** Given text **
☆ ☆ ☆ ☆
Here has been my experience on both side.  As a former building official with all of the certifications who was an employee of a municipality, I was relied on to make the call and do my duty for every aspect of the building department.  Other than the state auditing me every 3 years on commercial accessibility, I had the power to make all decisions and no one was coming in after me to second guess me.  I had to pay extra close attention to accessibility because that was the one thing I would be audited on but could be more flexible on others situations if I needed to or was compelled to.  As a private, third party inspector, there was a bit of a different feeling.

As a privately hired/contracted inspector to a municipality you often find yourself being one of several inspectors that may have to visit a jobsite.  This keeps you on your toes because you know that other inspectors may be coming behind you so it is important to be more thorough.  I'm not saying that municipal inspectors aren't thorough, I'm saying that when you know another inspector is coming in after you, you have to be on your game a little bit more.  Now for some personal experiences.

When I cover other municipalities and have to go out to reinspect a previously failed inspection, I do find where I am inspecting things that weren't a code violation to begin with.  That is always frustrating and puts me in an awkward position because both the contractor and myself know it is BS but I just do my thing and sign off.  That does bother me.  I hate the "do as I say because I am the inspector" attitude, especially when legitimate problems are missed.  Here is an example.  I was reinspecting a failed generator installation because the inspector did not see glue in one of the PVC fittings.  Since I was there for a final and I am going to be the one signing off, I asked to have everything opened up so I could inspect.  What I found that the inspector missed was:
*Penetrations from the meter base to ATS above the level of live parts without a sealing washer or sealing locknut.
*Even though the generator was right by the service with 2 new ground rods, he made them add a third ground rod for the generator.  WTF at many levels.
*The neutrals and grounds were tied together at the generator and it is residential and not a separately derived system.
*The generator was undersized for the load it was wired for and needed load shedding/management.
*The installation did not match the plans, especially the way the load were distributed and neither panel was even close to the way it was drawn.

So, in this case, one thing was written up with is total BS, one is nitpicky, yet the important, big stuff was missed.  I had to write all of it up even though I was expected to just look at the glue in the PVC fitting and move on.
☆ ☆ ☆ ☆
Items listed in a dataset:
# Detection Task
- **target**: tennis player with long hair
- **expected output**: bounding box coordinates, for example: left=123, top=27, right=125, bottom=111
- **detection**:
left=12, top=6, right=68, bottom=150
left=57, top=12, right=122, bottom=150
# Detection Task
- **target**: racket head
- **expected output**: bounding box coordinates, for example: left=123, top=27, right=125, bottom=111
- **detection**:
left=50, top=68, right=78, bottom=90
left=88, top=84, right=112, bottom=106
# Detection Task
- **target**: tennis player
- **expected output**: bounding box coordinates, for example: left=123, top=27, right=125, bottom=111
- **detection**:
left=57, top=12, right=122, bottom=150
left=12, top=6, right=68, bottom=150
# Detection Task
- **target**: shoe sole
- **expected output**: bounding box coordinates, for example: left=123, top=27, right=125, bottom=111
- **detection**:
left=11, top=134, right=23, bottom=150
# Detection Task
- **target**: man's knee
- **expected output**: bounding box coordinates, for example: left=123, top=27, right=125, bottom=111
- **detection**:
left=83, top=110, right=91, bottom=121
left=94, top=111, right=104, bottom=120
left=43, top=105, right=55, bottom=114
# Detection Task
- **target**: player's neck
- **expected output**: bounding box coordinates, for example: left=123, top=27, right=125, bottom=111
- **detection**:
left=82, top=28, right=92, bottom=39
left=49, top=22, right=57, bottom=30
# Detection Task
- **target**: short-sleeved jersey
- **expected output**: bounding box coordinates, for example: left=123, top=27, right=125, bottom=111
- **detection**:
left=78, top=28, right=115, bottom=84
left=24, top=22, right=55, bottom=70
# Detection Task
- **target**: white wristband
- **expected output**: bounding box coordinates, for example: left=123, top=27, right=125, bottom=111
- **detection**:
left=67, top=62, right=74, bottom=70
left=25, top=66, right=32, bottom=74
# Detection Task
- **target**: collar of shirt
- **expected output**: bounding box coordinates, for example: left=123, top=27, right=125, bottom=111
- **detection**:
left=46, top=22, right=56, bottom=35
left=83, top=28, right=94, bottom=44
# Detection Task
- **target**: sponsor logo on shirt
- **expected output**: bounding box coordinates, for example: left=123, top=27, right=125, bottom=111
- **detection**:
☆ ☆ ☆ ☆
** The tasks **
[1] From the building inspection post, list every issue in the bulleted list about the generator installation.
[2] Sum up the building inspection post in two sentences.
[3] Resume the building inspection post from the point where it stops.

** Exercise answers **
[1]
- Penetrations from the meter base to the ATS sat above the level of live parts without a sealing washer or sealing locknut.
- The earlier inspector made them add a third ground rod for the generator, even though it was right by the service with 2 new ground rods.
- The neutrals and grounds were tied together at the generator, though it was residential and not a separately derived system.
- The generator was undersized for the load it was wired for and needed load shedding/management.
- The installation did not match the plans, especially in how the loads were distributed, and neither panel was close to the drawings.

[2] A former municipal building official who now works as a private third-party inspector compares the two roles and says that knowing another inspector may come in afterward pushes a private inspector to be more thorough. On one generator reinspection, the writer found that the earlier inspector had failed the job over glue in a PVC fitting and had required an extra ground rod, yet had missed the important problems, all of which the writer had to write up.

[3]
Now listen, workload always has an impact and the busier you are, the less time you have so you really have to be on your game.  I know this first hand.  Still, there are others that may only have 4-5 inspections for the day and have more than adequate time to go through a jobsite.  We are all in here together to ensure safe construction and none of us are infallible.  We all make mistakes.  Looking down at private, third party inspectors, however, is just plain wrong.


----------



## Mark K (Aug 25, 2019)

Jar

If speaking the truth is bucking the system then maybe the system is broken


----------



## cda (Aug 25, 2019)

Well said, no disputes

The public does not understand, buildings are built to minimum standards.

The city inspector is not always looking for straight lines or good paint jobs.

I think if I had a house built, I would probably have two different people look at every aspect of the build,,,

And still stuff would be missed.


----------



## cda (Aug 28, 2019)

https://www.msn.com/en-us/money/rea...buying-dream-home/ar-AAGt3Qo?ocid=mailsignout


----------



## jar546 (Aug 29, 2019)

cda said:


> https://www.msn.com/en-us/money/rea...buying-dream-home/ar-AAGt3Qo?ocid=mailsignout



Eh, not sure the relevance here.  If they had a mortgage, they would have known they were in a flood zone and been forced to purchase flood insurance.  If they are not in a flood zone then I can't see it being anyone's fault.  Flood maps are changing yet again (twice in 10 years after decades of no changes) and many people are going to find themselves in the special flood hazard area that were previously not.

On another take, if this was a new development and studies weren't done because the municipality does not have good development regulations, there could be some issues.  Who knows.


----------



## ADAguy (Sep 10, 2019)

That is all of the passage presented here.